Non-Disclosure Agreement


This Non-Disclosure, Non-Solicitation and Non-Compete Agreement (this "Agreement"), is entered into by and between (“Company”), a Texas registered LLC, and the individual identified on the signature page as hereinafter, “Contractor”) and is effective as of the execution of this document with the Company on (Effective Date).

NOW, THEREFORE, for good and valuable consideration, the receipt and sufficiency of which are hereby acknowledged, the parties agree as follows:

  1. Confidential Information. (a) Definition. The term "Confidential Information" as used in this Agreement means all information disclosed, before or after the Effective Date, by Company to Contractor, as well as any information to which Contractor has access or that is learned, generated, or created by Contractor, whether alone or jointly with others. Confidential Information includes, but is not limited to: (i) source code and programming information, including proprietary wireless and portable computer technology software; (ii) licensing and purchasing agreements; (iii) client lists and other client data, supplier lists, pricing information and fee schedules; (iv) copyright, title, drawings, recordings and passwords (v) trade secrets and other proprietary business and management methods; (vi) competitive analysis and strategies; (vii) all other technical, marketing, operational, economic, business, management, or financial knowledge, information or data of any nature whatsoever relating to the business of Company, which has been or may hereafter be learned, generated, created, or otherwise obtained by Contractor, alone or jointly with others, whether in written, electronic, oral, or any other form; and (viii) any extracts therefrom. Confidential Information shall also include any information that is provided to Company by third parties and is subject to obligations of confidentiality.
  2. (b) Exclusions. Notwithstanding Section 1(a), Confidential Information shall not include: (i) information that at the time of disclosure is publicly available, or information which later becomes publicly available through no act or omission of the Contractor; (ii) information that Contractor independently developed without the use of Company’s Confidential Information; or (iii) information disclosed to Contractor by a third party not in violation of any obligations of confidentiality to Company.
  3. Disclosure and Use of Confidential Information. Contractor will use the Confidential Information only for the purpose of performing his or her duties to Company within the course and scope of this Agreement and will make no use or disclosure of the Confidential Information, in whole or in part, for any other purpose. Contractor agrees to keep confidential all Confidential Information and to preserve the confidential and proprietary nature of the Confidential Information at all times. Contractor shall not disclose any Confidential Information except as provided in this Agreement.
  4. No Ownership or Other Rights Granted. All right, title and interest in and to Confidential Information will remain the property of Company. Nothing in this Agreement will be construed to grant Contractor any rights to or license under the Confidential Information or under any related patent, patent application, trademark, copyright, know-how, or other intellectual property of Company.

● **Data lines**
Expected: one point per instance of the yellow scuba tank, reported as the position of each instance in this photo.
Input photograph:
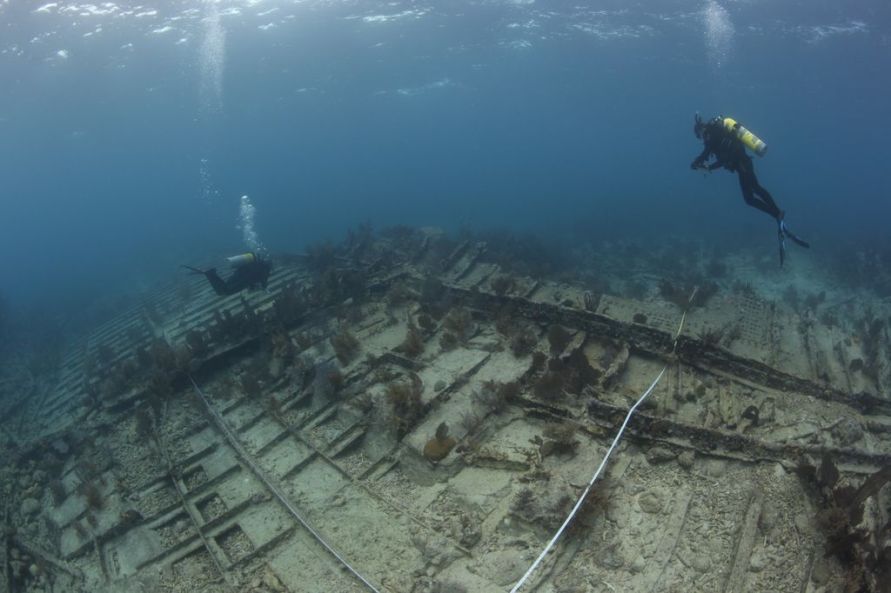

● **Requests**
• a. Under the non-disclosure agreement, in which state is the Company registered as an LLC?
• b. Please continue the non-disclosure agreement after its final sentence.

● **Task results**
• a. Texas

• b.
  5. Required Disclosure. In the event that Contractor is requested or required by subpoena or court order to disclose any Confidential Information received pursuant to this Agreement, it is agreed that Contractor will provide immediate notice of such request(s) to Company and will use reasonable efforts to resist disclosure, until an appropriate protective order may be sought, or a waiver of compliance with the provisions of this Agreement granted. If, in the absence of a protective order or the receipt of a waiver hereunder, Contractor is nonetheless, in the written opinion of its counsel, legally required to disclose Confidential Information received pursuant to this Agreement, then in such event Contractor may disclose such information without liability hereunder, provided that Company has been given a reasonable opportunity to review the text of such disclosure before it is made and that disclosure is limited to only the Confidential Information specifically required to be disclosed.
  6. Return of Information. Upon the termination or expiration of Contractor’s relationship with Company or upon written request from Company, Contractor shall return all Confidential Information and Company property in his or her possession including, without limitation, all originals, copies, translations, notes, or any other form of said material, without retaining any copy or duplicates thereof, and promptly to delete or destroy any and all written, printed, electronic or other material or information derived from the Confidential Information. All information shall be returned to the Company within forty-eight (48) hours.
  7. Nature of Information. Contractor acknowledges and agrees that the Confidential Information protected by this Agreement is of a special, unique, unusual, extraordinary and intellectual character; that money damages would not be sufficient to avoid or compensate for the unauthorized use or disclosure of the Confidential Information; and, that specific performance, injunctive relief, and other equitable relief would be appropriate to prevent any actual or threatened use or disclosure of the Confidential Information. Contractor also acknowledges that the interests of Company in and to its Confidential Information may be irreparably injured by disclosure of such Confidential Information. The remedy stated above may be pursued in addition to any other remedies available at law or in equity for breach of this Agreement, and Contractor agrees to waive any requirement for the securing or posting of any bond in connection with such remedy. Should litigation be instituted to enforce any provision hereof, the prevailing party will be entitled to recover all costs, including, without limitation, reasonable legal fees, cost of investigation and cost of settlement.
  8. Prior Commitments and Indemnification. Contractor represents and warrants that he or she is free to enter into this Agreement and is not bound by any employment agreement, non-disclosure agreement, non-competition agreement or any other agreement, document or obligation, that may infringe on or limit his or her ability or in any manner prevent Contractor from performing any of the obligations under this Agreement, or that may result in liability to the Company in any manner, action, suit or other proceeding concerning Contractor’s former employment with any former employer or the termination thereof. Contractor knows of no other agreements, relationships, or commitments to any other person or entity that conflict with Contractor’s obligations to the Company under this Agreement. Contractor shall indemnify and hold the Company harmless against any and all costs, attorney’s fees, losses, liabilities and expenses resulting from claims, demands, suits, actions or judgments arising out of or in any way related to Contractor’s representations, warranties, covenants, agreements, acknowledgments or assignments as set forth in this Agreement.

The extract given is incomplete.